**ACTIVITY**. If a line in the data below contains "small", copy it.
[Opening RECORD EXTRACTS section]
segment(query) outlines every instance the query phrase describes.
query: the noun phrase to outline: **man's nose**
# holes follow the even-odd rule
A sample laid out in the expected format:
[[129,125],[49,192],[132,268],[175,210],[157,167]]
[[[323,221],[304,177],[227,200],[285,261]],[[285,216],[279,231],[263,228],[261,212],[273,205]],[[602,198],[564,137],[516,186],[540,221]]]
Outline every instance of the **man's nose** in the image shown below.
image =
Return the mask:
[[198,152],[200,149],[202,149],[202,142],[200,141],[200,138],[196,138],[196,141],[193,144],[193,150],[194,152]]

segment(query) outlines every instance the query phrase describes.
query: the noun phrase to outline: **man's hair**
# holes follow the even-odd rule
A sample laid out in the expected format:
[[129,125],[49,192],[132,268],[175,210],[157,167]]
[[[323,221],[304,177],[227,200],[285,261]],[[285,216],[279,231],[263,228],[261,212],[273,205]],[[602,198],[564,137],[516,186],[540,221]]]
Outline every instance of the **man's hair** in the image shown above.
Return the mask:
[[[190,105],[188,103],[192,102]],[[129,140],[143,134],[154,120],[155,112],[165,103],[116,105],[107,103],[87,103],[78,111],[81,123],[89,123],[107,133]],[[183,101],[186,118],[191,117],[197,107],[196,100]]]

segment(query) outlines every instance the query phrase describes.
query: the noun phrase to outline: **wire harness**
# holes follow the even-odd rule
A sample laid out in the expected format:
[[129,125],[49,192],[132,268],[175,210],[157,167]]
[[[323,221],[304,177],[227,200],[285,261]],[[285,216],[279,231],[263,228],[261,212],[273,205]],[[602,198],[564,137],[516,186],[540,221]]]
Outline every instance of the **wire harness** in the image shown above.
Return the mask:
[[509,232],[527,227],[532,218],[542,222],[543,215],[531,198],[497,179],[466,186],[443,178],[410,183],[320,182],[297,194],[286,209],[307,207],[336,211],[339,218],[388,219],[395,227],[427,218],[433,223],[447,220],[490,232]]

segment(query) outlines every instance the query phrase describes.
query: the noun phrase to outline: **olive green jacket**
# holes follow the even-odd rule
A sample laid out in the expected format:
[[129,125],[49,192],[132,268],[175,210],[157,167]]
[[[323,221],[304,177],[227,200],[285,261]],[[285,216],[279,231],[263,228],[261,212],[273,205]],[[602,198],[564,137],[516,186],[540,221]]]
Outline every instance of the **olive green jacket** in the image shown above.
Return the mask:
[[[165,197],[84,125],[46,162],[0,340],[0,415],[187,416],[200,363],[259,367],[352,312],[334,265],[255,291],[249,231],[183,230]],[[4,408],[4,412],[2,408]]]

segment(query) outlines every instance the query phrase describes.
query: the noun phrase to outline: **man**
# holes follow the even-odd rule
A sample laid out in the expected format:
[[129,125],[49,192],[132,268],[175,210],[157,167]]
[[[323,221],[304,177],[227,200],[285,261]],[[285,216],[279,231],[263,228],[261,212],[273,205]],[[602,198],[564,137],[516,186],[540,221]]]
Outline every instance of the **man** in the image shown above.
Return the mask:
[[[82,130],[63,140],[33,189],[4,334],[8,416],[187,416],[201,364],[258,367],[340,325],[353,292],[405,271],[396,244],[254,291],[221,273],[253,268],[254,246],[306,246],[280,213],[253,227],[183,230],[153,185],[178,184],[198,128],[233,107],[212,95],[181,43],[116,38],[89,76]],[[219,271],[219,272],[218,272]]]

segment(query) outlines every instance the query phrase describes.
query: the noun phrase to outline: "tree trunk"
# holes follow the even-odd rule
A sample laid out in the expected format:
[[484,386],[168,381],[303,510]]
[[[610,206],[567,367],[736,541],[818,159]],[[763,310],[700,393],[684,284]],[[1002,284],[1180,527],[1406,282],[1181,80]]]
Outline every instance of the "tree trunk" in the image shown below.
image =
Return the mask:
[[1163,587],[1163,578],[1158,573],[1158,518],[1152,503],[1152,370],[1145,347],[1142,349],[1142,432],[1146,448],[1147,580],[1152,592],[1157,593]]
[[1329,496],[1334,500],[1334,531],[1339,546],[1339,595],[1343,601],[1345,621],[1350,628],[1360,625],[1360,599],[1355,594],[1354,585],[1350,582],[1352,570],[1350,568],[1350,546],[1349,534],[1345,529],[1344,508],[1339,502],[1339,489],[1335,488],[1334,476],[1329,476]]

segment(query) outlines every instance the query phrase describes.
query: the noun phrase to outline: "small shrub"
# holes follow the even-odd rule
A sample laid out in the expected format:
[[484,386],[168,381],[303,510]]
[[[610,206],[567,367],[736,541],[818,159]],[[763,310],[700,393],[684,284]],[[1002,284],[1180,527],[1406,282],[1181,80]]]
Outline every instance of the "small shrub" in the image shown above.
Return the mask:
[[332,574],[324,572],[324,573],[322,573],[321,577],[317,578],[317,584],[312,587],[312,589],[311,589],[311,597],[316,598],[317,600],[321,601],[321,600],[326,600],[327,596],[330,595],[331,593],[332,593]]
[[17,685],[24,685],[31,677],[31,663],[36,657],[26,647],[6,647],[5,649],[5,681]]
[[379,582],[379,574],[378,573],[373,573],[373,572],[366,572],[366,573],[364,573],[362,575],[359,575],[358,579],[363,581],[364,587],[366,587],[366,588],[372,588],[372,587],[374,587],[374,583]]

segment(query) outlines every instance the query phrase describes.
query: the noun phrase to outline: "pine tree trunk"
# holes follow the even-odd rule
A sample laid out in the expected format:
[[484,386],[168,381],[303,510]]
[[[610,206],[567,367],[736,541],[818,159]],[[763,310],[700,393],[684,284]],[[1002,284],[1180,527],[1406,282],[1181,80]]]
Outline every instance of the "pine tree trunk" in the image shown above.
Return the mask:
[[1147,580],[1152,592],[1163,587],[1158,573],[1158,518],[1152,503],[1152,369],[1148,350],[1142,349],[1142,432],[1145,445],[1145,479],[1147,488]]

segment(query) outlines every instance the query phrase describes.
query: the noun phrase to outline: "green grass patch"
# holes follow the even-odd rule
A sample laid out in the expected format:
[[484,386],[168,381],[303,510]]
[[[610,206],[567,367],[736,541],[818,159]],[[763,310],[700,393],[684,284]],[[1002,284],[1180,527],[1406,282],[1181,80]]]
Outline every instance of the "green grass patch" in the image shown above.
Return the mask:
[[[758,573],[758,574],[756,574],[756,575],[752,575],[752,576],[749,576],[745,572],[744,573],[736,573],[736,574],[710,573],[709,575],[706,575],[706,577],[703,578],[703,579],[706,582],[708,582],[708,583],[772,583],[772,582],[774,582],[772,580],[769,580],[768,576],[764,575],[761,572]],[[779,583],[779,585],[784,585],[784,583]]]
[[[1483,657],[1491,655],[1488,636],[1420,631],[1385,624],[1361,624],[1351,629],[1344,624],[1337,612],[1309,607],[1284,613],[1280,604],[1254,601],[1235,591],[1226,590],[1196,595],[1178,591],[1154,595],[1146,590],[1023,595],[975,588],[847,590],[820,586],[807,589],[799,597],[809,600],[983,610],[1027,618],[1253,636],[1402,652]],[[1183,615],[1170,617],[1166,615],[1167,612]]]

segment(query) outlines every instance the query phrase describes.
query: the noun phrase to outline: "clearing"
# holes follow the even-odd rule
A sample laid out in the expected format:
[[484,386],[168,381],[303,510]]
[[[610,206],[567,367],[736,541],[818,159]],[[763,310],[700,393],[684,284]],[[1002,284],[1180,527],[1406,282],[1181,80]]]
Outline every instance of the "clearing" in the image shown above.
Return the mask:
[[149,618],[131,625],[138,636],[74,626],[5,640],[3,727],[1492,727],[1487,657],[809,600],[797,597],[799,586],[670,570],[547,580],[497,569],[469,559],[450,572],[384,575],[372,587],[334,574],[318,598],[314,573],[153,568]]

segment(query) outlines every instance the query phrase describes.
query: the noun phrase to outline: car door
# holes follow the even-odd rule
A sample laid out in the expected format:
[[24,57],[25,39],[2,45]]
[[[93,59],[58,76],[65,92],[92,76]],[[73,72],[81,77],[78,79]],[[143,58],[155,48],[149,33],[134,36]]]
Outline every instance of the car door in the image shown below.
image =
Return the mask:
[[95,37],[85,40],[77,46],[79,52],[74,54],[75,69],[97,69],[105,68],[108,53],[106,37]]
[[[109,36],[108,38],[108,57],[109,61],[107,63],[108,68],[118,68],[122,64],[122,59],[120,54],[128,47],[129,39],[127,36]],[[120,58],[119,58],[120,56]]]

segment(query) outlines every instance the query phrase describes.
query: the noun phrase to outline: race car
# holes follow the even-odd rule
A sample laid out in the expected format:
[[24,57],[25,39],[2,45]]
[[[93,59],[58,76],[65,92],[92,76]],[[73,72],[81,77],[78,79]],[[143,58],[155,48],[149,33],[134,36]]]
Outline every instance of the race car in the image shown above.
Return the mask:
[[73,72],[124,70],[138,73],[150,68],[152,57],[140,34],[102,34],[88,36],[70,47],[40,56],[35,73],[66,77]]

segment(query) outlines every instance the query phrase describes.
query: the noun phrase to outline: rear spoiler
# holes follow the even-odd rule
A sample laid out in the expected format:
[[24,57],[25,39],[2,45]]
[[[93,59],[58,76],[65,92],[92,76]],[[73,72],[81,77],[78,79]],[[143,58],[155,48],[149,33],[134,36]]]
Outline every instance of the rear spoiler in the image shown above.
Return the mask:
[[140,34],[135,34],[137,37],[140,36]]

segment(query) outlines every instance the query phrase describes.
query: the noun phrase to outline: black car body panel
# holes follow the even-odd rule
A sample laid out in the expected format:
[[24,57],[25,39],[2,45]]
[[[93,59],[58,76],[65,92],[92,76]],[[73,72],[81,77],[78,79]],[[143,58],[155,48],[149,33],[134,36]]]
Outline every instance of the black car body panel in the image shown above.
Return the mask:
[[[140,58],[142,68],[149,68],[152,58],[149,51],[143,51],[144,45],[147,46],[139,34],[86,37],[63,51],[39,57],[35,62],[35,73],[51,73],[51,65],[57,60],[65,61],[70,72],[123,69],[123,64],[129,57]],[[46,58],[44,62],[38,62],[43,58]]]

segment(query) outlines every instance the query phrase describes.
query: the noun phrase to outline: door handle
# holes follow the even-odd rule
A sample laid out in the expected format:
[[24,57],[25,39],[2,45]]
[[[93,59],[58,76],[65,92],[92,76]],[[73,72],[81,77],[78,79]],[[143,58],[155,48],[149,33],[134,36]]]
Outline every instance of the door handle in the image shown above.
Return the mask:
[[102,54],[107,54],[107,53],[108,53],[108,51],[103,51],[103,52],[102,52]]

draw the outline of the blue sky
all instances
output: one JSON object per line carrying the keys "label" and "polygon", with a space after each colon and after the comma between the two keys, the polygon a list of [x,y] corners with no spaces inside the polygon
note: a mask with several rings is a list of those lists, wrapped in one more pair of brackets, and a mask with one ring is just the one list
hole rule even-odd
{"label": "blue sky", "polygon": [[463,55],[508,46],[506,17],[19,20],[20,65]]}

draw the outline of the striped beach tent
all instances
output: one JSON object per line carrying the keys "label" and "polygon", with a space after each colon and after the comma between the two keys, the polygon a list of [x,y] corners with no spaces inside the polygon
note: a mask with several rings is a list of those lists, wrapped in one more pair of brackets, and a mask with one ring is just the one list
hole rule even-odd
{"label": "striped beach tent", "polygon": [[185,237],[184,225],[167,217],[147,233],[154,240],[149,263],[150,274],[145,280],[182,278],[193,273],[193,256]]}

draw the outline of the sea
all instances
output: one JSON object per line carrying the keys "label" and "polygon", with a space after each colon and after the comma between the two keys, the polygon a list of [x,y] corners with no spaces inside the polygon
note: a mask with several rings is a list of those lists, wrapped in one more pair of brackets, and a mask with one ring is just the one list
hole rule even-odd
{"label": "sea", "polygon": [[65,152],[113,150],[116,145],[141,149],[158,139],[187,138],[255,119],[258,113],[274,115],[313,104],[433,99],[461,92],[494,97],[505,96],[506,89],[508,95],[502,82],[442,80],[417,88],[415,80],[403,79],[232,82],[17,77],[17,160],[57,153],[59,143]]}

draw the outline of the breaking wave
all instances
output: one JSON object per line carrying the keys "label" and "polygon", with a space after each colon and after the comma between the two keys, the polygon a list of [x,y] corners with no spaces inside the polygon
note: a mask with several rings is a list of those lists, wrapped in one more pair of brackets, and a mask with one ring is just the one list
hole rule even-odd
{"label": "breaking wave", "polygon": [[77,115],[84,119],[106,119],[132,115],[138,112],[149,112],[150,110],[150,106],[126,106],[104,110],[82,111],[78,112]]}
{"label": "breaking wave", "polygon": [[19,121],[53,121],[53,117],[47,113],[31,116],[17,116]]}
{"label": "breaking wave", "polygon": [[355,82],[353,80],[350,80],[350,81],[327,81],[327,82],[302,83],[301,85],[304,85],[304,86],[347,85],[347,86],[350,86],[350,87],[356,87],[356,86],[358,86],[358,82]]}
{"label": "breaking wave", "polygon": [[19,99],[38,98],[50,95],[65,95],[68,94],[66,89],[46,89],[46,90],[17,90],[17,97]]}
[Closing RECORD EXTRACTS section]
**OUTPUT FOR THIS TASK**.
query: the noun phrase to outline: "small shrub"
Outline every instance of the "small shrub" in the image shown above.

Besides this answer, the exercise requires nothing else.